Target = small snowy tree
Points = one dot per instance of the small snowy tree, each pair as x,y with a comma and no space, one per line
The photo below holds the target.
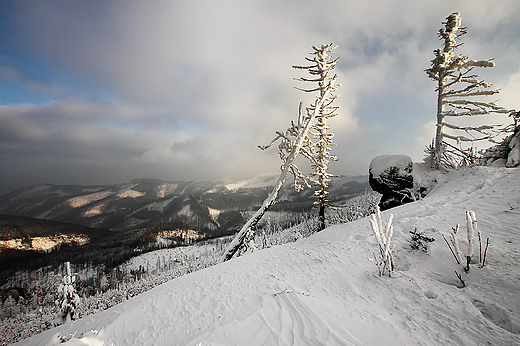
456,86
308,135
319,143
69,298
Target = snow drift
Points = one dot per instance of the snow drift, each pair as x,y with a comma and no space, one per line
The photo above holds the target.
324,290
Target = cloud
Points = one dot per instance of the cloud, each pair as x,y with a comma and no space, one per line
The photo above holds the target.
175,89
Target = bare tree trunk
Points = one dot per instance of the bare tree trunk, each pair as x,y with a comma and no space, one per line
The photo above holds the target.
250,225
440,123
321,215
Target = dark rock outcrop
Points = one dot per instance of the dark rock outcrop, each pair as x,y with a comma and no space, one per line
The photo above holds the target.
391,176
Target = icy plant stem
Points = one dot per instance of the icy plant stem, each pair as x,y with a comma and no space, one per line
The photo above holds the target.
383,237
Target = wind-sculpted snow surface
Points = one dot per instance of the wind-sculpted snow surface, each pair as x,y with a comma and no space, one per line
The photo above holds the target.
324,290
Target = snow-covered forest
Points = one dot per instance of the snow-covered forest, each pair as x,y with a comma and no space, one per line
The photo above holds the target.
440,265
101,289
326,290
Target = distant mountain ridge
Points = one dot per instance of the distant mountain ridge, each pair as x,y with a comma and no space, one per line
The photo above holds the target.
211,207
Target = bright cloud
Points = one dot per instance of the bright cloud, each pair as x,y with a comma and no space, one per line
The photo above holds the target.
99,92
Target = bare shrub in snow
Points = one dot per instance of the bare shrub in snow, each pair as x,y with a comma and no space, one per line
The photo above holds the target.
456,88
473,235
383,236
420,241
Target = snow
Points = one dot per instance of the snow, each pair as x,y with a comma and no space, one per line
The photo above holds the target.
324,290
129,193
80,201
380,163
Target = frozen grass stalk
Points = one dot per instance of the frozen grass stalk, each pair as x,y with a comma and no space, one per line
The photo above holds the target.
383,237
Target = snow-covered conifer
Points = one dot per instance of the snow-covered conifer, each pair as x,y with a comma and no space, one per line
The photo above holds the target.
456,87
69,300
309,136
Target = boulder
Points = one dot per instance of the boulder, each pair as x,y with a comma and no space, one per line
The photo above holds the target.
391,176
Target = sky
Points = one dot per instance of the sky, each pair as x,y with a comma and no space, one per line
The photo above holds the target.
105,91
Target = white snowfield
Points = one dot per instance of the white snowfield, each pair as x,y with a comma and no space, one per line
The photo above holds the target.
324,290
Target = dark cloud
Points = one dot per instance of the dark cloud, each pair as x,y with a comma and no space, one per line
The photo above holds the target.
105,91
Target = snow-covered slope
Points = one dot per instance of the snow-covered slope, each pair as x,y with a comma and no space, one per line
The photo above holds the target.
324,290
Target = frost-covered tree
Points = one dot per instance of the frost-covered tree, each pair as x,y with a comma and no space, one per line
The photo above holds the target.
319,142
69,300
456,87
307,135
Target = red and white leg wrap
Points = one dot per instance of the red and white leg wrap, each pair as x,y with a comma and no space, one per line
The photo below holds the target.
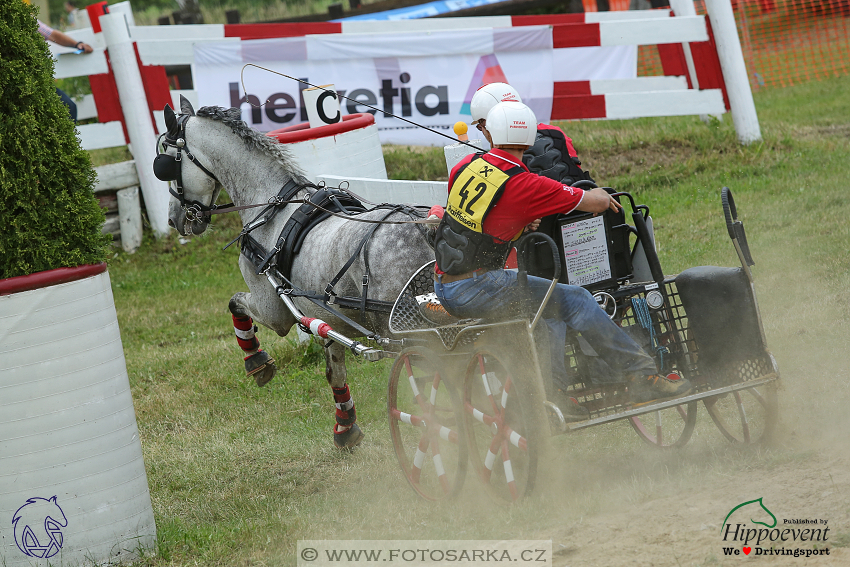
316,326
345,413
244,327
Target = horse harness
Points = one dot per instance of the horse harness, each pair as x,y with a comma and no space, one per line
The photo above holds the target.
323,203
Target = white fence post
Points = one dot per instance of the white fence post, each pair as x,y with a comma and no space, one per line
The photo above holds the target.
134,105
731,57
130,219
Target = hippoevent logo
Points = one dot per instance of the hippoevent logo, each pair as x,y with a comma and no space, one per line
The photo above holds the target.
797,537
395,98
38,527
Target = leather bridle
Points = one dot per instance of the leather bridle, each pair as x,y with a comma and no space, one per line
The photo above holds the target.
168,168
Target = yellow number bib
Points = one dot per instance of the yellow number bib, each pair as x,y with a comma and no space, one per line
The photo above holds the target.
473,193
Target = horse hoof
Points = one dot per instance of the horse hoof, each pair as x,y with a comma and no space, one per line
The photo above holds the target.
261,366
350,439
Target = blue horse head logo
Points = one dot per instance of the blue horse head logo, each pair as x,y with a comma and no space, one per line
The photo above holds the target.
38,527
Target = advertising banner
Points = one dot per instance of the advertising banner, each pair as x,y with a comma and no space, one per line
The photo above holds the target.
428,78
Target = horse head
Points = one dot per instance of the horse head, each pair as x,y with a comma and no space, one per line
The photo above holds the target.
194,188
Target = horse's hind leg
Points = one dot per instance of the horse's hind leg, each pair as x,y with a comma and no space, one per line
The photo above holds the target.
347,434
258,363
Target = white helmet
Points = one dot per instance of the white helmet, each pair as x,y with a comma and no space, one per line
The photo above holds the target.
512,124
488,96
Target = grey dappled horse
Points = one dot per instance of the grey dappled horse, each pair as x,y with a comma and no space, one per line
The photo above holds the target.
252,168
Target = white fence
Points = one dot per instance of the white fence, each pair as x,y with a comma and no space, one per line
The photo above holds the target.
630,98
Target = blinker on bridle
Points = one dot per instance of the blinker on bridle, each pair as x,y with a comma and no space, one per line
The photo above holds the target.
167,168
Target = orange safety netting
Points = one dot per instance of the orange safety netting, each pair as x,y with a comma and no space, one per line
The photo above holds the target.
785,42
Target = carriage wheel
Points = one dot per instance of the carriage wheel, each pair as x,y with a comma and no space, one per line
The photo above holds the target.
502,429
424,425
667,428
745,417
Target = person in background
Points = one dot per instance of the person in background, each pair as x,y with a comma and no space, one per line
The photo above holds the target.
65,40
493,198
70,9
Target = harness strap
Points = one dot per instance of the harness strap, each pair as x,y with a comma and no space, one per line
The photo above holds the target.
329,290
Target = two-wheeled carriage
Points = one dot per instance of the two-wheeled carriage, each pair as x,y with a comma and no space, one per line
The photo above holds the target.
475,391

☆ ☆ ☆

EXERCISE AIM: Arrange every line of the rows above as a JSON list of strings, with one string per line, no blank lines, and the pictures left out.

SOLUTION FOR THIS TASK:
[
  "Target = small snowy tree",
  "Points = one dot per instance of the small snowy tree, each pair as x,y with a comma and no space, one per line",
  "The photo below holds the target.",
  "456,86",
  "308,135",
  "319,143",
  "69,298",
  "Target = snow drift",
  "Points = one dot per instance of the snow drift, each pair as x,y with a comma and no space, one per line",
  "The photo above holds the target.",
  "324,290",
  "Target = cloud",
  "Points = one dot per instance of the cloud, each pair as x,y with a comma and no space, one per line",
  "The photo above holds the target.",
  "175,89",
  "Target = bare tree trunk",
  "Points = one dot per instance of the bare tree trunk, each pair as x,y with a comma and no space, one per line",
  "The photo above holds the target.",
  "250,225",
  "440,123",
  "321,215",
  "Target = dark rock outcrop",
  "Points = one dot per instance of the dark rock outcrop, each pair as x,y with a comma and no space, one per line",
  "The photo above holds the target.",
  "391,176",
  "Target = icy plant stem",
  "Points = one dot per instance of the icy plant stem, each pair as x,y with a comma and no space, one per line",
  "The photo above holds the target.",
  "383,237",
  "Target = wind-sculpted snow surface",
  "Points = one dot per instance of the wind-sculpted snow surface, each pair as x,y with a comma and no space, one per line",
  "The photo above holds the target.",
  "324,290",
  "Target = snow-covered forest",
  "Points = one dot per instance of the snow-covered forest, each pair as x,y with a comma and no space, one per line",
  "The photo above holds the target.",
  "440,265",
  "101,289",
  "326,290",
  "Target = distant mountain ridge",
  "Points = one dot per instance of the distant mountain ridge, each pair as x,y with a comma and no space, one per line",
  "The photo above holds the target.",
  "211,207",
  "Target = bright cloud",
  "Points = one dot per instance of the bright cloud, each pair as x,y with a comma and no space, one per line",
  "The photo above holds the target.",
  "99,92",
  "Target = bare shrub in snow",
  "Points = one dot per instance of the bare shrub in snow, each pair as x,y with a comma and no space, one per line",
  "The photo above holds the target.",
  "456,88",
  "473,235",
  "383,236",
  "420,241",
  "Target = snow",
  "Points = one dot per instance of the snow, each pair as x,y with a comma and no space, one per line",
  "The photo above holds the target.",
  "324,290",
  "129,193",
  "80,201",
  "380,163",
  "Target = frozen grass stalk",
  "Points = one dot per instance of the frozen grass stalk, each pair as x,y with a comma and no space, one per line",
  "The photo above holds the target.",
  "383,237",
  "Target = snow-covered conifer",
  "Points = one dot per instance of the snow-covered conifer, each pair as x,y with a comma and no space, one per line",
  "The photo above holds the target.",
  "456,87",
  "69,300",
  "309,136",
  "Target = boulder",
  "Points = one dot per instance of the boulder, each pair as x,y with a comma and no space, one per line",
  "The photo above holds the target.",
  "391,176",
  "Target = sky",
  "Points = one dot per instance of the sky, each pair as x,y with a comma and no space, one per line",
  "The photo above holds the target.",
  "105,91",
  "Target = white snowfield",
  "Points = one dot per instance of the white snowfield, each pair as x,y with a comma and no space, one per line",
  "The photo above holds the target.",
  "324,290",
  "Target = dark cloud",
  "Points = one dot per instance of the dark cloud, each pair as x,y with a comma and no space, one per line",
  "The photo above holds the target.",
  "105,91",
  "Target = snow-covered slope",
  "Points = one dot per instance of the snow-covered slope, each pair as x,y with a comma and no space, one per line",
  "The photo above holds the target.",
  "324,290",
  "Target = frost-covered tree",
  "Points = one dot per instance of the frost-covered tree, each pair as x,y with a comma and no space, one per line",
  "The photo above holds the target.",
  "319,142",
  "69,300",
  "456,87",
  "307,135",
  "Target = red and white leg wrap",
  "Points = one dot per instance of the red and white leg wrap, each pair as x,y with a comma and no space, one per line",
  "The photo below holds the target.",
  "316,326",
  "345,413",
  "244,327",
  "Target = horse harness",
  "Points = one dot per instance of the horse harness, each pair as x,y with a comma and no space, one per line",
  "The photo above holds the target.",
  "323,203",
  "Target = white fence post",
  "Points = one dot per instance of the white fence post, each pair as x,y with a comma and no space, one per line",
  "The photo above holds the target.",
  "134,105",
  "731,57",
  "130,219",
  "Target = hippoevent logo",
  "Points = one dot per instance of the hippoevent logo, each pair as x,y with a comma and no space, one per line",
  "The photo above holds the target.",
  "797,537",
  "395,98",
  "38,527",
  "Target = leather bridle",
  "Points = one dot per instance of the leather bridle, each pair as x,y with a comma and no space, one per line",
  "The photo above holds the target.",
  "168,168",
  "Target = yellow number bib",
  "Points = one dot per instance of the yellow number bib, each pair as x,y with a comma and no space, one per line",
  "The photo above holds the target.",
  "473,193",
  "Target = horse hoof",
  "Points = one dot per instance of the horse hoof, each pair as x,y with a comma and no space, one per line",
  "The photo above holds the target.",
  "261,366",
  "350,439",
  "Target = blue horse head logo",
  "Points = one dot per instance of the blue horse head logo, each pair as x,y with a comma and no space, one per line",
  "The photo above holds the target.",
  "38,527",
  "Target = advertising banner",
  "Points = one dot per instance of the advertising banner, each pair as x,y with a comma and no space, one per line",
  "The photo above holds the target.",
  "428,78",
  "Target = horse head",
  "Points = one dot per instance of the horse head, each pair as x,y with a comma and no space, one per line",
  "The photo above holds the target.",
  "194,188",
  "Target = horse's hind leg",
  "Points = one dot per instance of the horse's hind leg, each pair as x,y with a comma and no space, one per line",
  "The photo above holds the target.",
  "347,434",
  "258,363",
  "Target = white helmet",
  "Points = one dot per instance of the white helmet, each pair as x,y with a comma and no space, one per line",
  "The photo above holds the target.",
  "512,124",
  "488,96",
  "Target = grey dappled horse",
  "Points = one dot per instance of the grey dappled horse, each pair as x,y with a comma and no space, one per line",
  "The photo above holds the target.",
  "252,168",
  "Target = white fence",
  "Points = one dot per instance of the white fence, each pair as x,y with a comma and no space, one per line",
  "The photo above holds the target.",
  "630,98",
  "Target = blinker on bridle",
  "Points = one dot per instance of the blinker on bridle, each pair as x,y with a comma and no space, one per line",
  "The photo above holds the target.",
  "167,168",
  "Target = orange safety netting",
  "Points = one dot per instance of the orange safety netting, each pair as x,y with a comma and no space, one per line",
  "The photo above holds the target.",
  "785,42",
  "Target = carriage wheel",
  "Points = one dot per instance of the carriage wheel, each pair as x,y with a comma and no space, one per line",
  "The photo above holds the target.",
  "502,429",
  "424,425",
  "667,428",
  "745,417",
  "Target = person in background",
  "Points = one dot per instance of the person in background, each pair as x,y with a comma and no space, one per line",
  "The photo above holds the target.",
  "65,40",
  "493,198",
  "70,9",
  "Target = harness strap",
  "Points = one dot per instance of the harness strap, each pair as x,y with a comma and no space, one per line",
  "The photo above holds the target.",
  "329,290",
  "Target = two-wheeled carriage",
  "Points = one dot per instance of the two-wheeled carriage, each pair as x,y with a comma and no space, one per line",
  "The photo above holds the target.",
  "475,391"
]